[Items from a dataset]
····················

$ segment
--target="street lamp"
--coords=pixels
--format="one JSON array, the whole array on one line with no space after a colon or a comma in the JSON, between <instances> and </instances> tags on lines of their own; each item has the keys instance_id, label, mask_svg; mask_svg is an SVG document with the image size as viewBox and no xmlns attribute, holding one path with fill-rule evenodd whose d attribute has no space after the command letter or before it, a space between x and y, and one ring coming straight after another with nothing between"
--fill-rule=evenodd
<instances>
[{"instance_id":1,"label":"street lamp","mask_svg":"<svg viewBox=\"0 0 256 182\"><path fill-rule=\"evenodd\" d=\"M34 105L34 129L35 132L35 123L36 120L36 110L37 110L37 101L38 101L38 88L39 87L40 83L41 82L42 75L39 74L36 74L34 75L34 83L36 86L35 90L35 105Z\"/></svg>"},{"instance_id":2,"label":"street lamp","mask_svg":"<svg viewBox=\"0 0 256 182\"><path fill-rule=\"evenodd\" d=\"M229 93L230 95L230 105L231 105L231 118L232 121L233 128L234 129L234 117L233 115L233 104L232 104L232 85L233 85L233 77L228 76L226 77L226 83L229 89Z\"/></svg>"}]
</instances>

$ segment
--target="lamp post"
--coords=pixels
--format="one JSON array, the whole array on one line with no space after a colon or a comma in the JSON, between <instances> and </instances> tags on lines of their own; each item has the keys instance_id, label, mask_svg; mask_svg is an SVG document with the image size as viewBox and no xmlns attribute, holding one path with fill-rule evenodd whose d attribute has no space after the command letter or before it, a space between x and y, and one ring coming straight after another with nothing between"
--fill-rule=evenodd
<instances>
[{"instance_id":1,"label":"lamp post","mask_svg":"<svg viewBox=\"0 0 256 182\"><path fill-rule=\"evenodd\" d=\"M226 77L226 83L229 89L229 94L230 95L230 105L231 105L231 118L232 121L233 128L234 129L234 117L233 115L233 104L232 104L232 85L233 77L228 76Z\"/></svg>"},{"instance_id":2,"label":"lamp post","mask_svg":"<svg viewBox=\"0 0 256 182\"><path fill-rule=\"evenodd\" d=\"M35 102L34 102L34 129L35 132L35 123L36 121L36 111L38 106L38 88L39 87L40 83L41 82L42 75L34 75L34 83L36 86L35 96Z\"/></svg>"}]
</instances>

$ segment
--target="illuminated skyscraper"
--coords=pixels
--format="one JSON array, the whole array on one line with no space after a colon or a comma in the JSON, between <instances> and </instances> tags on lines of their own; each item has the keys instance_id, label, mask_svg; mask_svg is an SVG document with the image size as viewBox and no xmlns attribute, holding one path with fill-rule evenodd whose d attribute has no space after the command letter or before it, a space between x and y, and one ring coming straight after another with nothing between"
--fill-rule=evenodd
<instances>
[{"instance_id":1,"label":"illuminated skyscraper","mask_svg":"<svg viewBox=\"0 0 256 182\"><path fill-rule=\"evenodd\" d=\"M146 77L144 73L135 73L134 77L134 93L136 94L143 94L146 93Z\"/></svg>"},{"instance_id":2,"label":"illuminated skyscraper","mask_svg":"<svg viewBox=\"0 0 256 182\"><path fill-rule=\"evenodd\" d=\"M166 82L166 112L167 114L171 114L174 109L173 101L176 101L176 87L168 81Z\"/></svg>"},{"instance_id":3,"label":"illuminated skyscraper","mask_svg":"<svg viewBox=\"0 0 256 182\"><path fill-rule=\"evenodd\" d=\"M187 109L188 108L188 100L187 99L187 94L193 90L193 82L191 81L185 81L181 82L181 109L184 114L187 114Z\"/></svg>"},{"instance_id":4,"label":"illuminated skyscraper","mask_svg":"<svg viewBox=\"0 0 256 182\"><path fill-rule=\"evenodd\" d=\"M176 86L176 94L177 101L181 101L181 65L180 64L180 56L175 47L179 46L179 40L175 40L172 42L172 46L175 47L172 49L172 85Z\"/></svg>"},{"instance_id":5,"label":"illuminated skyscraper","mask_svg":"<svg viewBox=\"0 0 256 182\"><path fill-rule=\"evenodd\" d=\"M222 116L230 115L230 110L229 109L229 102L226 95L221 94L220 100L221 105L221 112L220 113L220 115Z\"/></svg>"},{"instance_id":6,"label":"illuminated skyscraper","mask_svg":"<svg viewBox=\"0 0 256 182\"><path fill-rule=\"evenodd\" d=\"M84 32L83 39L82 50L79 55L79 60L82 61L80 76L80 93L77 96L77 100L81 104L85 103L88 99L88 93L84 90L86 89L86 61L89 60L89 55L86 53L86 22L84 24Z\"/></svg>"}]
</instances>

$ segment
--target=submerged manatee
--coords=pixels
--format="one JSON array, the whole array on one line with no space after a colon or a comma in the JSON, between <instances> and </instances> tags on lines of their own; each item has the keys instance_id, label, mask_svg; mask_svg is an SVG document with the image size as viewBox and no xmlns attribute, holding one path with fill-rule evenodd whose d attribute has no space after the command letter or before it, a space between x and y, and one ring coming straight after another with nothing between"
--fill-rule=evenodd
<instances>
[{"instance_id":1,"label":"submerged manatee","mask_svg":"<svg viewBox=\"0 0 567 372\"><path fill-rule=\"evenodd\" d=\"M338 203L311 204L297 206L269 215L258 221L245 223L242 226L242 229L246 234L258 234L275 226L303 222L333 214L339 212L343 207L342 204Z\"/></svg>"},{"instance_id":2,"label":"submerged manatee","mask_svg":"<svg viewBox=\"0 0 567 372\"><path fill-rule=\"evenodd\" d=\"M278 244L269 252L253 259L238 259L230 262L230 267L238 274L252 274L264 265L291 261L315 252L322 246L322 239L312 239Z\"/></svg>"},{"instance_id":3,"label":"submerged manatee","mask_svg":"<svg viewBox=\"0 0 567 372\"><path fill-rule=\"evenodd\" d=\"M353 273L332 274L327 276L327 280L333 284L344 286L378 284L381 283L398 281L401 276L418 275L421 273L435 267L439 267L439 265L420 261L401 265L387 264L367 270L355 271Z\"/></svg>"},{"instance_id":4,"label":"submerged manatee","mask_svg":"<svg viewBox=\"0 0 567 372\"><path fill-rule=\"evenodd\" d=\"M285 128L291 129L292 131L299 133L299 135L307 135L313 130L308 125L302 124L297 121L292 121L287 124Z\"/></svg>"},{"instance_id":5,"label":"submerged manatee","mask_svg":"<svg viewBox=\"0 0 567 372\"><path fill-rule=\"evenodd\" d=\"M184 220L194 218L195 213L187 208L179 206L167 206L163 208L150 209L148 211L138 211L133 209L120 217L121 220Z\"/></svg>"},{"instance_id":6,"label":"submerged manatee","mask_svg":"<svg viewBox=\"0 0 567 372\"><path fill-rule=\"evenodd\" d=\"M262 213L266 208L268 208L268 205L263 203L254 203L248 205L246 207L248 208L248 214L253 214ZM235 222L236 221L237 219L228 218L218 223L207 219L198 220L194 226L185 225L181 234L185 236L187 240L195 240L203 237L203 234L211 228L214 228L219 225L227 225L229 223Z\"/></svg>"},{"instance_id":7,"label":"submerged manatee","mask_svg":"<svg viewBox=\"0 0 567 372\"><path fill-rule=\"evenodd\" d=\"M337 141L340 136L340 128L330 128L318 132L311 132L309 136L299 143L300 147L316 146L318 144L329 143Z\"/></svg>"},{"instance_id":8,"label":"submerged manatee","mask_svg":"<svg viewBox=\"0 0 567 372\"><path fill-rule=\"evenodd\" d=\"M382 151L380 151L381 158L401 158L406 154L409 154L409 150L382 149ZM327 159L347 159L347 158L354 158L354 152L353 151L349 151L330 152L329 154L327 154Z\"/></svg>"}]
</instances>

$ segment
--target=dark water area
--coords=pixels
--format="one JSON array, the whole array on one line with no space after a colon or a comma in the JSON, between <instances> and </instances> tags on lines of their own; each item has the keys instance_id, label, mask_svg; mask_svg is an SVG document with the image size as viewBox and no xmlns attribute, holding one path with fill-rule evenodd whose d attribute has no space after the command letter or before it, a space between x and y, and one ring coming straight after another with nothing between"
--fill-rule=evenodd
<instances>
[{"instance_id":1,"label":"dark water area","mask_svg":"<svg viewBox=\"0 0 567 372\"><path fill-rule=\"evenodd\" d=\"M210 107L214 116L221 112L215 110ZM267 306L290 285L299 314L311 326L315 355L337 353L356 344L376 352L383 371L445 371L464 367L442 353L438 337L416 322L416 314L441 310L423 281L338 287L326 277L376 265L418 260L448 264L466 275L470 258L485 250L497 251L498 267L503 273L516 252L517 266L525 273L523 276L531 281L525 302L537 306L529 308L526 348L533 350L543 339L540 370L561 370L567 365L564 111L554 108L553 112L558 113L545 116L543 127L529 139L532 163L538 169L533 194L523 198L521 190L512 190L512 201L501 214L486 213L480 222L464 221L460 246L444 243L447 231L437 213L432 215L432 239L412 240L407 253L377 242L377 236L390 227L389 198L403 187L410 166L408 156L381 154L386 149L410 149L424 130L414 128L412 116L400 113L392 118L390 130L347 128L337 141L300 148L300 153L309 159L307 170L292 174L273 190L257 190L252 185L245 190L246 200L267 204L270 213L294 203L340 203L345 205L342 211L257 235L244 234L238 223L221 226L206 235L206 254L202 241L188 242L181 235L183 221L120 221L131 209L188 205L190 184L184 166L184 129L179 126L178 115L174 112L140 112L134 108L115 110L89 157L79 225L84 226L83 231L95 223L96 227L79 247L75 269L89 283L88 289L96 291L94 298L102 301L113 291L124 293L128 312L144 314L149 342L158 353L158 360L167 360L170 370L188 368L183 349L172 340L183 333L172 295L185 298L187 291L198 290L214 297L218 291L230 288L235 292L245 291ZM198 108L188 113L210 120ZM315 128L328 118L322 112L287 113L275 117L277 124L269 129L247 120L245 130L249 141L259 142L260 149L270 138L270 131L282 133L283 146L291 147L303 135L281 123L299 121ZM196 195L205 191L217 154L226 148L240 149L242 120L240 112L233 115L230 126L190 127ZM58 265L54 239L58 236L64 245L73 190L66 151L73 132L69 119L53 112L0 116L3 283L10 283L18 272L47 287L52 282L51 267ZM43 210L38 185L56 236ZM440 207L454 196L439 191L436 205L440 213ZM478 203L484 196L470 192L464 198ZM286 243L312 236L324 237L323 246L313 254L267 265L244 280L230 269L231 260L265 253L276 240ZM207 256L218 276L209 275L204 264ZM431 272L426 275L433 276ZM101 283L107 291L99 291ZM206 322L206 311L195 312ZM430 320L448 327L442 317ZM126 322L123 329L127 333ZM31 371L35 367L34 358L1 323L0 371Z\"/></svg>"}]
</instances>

····················

*Request*:
How many lines in the data contain the string "target", with case counting? Give only the number.

*Complete answer*:
5